**What is needed:** Give back exactly the lines of the entries below from the line with "Target: shirt sleeve" to the line with "403, row 288.", inclusive, and only those.

Collection entries
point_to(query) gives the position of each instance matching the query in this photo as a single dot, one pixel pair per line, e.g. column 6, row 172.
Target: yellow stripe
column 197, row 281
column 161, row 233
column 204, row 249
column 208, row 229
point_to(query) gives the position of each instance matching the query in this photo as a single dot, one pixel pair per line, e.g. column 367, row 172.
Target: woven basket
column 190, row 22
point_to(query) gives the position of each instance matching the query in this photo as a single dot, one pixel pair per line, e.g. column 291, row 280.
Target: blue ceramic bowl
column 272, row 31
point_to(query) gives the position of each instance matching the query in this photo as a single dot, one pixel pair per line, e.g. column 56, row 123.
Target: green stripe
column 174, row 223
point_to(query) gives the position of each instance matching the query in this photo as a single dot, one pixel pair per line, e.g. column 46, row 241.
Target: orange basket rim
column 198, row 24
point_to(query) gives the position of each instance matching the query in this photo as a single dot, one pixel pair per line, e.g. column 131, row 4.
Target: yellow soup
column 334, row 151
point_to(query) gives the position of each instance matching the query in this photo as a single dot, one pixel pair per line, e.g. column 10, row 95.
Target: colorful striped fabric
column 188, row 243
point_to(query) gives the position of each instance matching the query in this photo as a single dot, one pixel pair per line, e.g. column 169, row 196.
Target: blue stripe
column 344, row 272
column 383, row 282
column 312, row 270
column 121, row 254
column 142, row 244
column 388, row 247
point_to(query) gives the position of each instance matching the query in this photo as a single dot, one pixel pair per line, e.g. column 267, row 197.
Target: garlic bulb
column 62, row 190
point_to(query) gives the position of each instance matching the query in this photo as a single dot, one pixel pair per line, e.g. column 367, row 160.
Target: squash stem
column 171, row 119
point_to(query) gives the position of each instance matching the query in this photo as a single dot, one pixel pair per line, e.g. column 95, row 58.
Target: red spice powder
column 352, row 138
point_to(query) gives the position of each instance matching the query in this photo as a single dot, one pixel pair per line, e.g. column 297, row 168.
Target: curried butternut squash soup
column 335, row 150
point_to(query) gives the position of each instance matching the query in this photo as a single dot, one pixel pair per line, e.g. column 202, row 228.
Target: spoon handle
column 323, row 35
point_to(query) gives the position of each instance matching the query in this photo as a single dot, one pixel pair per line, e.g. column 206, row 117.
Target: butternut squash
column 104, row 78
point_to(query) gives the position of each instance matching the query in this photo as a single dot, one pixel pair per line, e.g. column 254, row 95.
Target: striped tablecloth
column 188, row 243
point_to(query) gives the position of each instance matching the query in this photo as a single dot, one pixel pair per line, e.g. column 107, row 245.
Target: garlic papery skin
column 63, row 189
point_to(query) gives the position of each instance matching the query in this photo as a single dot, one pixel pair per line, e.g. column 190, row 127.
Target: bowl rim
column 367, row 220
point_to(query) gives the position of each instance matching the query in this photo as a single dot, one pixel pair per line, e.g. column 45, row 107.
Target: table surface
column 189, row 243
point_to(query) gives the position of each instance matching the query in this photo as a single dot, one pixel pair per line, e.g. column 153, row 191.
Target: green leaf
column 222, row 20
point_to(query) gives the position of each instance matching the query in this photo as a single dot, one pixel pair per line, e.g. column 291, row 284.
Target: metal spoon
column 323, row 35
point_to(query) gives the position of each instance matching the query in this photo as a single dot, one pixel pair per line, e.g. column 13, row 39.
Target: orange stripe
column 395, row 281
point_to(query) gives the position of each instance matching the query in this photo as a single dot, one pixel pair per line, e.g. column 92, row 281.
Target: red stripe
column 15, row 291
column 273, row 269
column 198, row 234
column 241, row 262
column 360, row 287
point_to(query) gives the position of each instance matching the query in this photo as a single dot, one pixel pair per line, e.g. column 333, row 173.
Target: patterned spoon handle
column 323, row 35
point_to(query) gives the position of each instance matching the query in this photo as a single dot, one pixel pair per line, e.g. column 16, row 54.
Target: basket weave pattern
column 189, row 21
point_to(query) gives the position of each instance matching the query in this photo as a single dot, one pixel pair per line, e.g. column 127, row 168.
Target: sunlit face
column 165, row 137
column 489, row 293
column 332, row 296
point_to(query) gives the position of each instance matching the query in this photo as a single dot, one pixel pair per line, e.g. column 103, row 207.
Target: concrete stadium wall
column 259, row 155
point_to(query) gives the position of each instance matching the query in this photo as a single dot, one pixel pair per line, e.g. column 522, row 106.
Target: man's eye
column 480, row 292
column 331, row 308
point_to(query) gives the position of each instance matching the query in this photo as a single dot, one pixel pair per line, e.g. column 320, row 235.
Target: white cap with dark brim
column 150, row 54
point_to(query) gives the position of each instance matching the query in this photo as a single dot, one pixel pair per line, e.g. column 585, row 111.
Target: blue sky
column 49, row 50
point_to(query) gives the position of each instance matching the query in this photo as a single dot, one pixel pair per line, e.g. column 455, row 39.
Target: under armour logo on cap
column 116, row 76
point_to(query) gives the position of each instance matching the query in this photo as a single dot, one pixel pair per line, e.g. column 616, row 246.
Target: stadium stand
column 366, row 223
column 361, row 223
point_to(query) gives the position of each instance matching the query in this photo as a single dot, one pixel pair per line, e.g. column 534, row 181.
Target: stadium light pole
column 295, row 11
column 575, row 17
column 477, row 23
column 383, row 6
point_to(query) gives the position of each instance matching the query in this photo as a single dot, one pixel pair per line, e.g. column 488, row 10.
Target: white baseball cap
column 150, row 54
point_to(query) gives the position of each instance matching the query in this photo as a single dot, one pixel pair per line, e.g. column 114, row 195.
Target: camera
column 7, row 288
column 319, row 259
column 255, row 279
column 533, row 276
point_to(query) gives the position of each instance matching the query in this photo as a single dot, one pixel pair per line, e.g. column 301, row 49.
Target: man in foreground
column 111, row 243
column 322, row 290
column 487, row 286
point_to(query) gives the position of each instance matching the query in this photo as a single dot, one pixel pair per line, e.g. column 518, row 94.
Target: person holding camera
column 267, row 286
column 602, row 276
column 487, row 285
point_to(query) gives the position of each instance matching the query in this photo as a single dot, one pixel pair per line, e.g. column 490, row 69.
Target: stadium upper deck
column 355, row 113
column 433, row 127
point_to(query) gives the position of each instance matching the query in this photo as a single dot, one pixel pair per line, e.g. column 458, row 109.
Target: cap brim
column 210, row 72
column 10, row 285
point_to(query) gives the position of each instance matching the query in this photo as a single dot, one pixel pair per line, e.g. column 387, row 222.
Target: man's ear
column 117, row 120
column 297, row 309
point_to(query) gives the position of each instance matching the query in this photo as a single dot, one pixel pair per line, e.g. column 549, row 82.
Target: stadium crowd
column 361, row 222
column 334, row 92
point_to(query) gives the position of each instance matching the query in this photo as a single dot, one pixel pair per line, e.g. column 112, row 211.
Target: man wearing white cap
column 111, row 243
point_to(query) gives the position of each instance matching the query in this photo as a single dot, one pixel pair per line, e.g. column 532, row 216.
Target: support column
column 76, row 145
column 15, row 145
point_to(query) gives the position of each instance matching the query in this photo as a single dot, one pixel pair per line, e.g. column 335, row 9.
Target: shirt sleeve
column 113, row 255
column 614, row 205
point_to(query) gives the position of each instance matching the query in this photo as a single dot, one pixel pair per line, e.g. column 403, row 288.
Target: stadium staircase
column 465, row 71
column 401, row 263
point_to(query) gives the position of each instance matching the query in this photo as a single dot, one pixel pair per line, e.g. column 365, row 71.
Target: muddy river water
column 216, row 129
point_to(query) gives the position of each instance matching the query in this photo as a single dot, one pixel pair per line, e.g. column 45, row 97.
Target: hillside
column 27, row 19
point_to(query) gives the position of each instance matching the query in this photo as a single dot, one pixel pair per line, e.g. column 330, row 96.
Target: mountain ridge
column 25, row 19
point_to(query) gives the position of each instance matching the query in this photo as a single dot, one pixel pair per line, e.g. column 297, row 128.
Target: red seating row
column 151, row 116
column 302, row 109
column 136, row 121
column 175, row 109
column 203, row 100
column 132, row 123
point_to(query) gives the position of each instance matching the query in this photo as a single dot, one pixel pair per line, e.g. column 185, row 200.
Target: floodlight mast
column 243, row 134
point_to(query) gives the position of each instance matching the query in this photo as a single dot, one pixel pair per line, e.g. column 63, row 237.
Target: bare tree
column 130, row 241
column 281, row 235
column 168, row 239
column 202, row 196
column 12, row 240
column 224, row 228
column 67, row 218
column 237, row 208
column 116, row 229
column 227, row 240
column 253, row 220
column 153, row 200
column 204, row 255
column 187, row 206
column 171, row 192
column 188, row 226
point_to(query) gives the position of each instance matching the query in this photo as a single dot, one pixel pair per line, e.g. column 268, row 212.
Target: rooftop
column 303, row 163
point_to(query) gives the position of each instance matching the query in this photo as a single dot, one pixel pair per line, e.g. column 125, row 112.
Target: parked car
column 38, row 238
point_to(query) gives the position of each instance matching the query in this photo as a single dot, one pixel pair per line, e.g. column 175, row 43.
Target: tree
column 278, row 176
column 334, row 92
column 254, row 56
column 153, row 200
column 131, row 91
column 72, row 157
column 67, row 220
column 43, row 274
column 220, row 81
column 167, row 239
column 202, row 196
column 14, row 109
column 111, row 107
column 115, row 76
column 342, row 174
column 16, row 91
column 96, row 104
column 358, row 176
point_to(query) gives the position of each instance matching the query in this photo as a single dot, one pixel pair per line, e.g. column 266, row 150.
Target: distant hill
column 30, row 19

**Output of the exercise:**
Target: shirt sleeve
column 113, row 255
column 614, row 205
point_to(query) gives the position of each instance matching the query in this photo as a single dot, one pixel pair per line, e.g. column 403, row 288.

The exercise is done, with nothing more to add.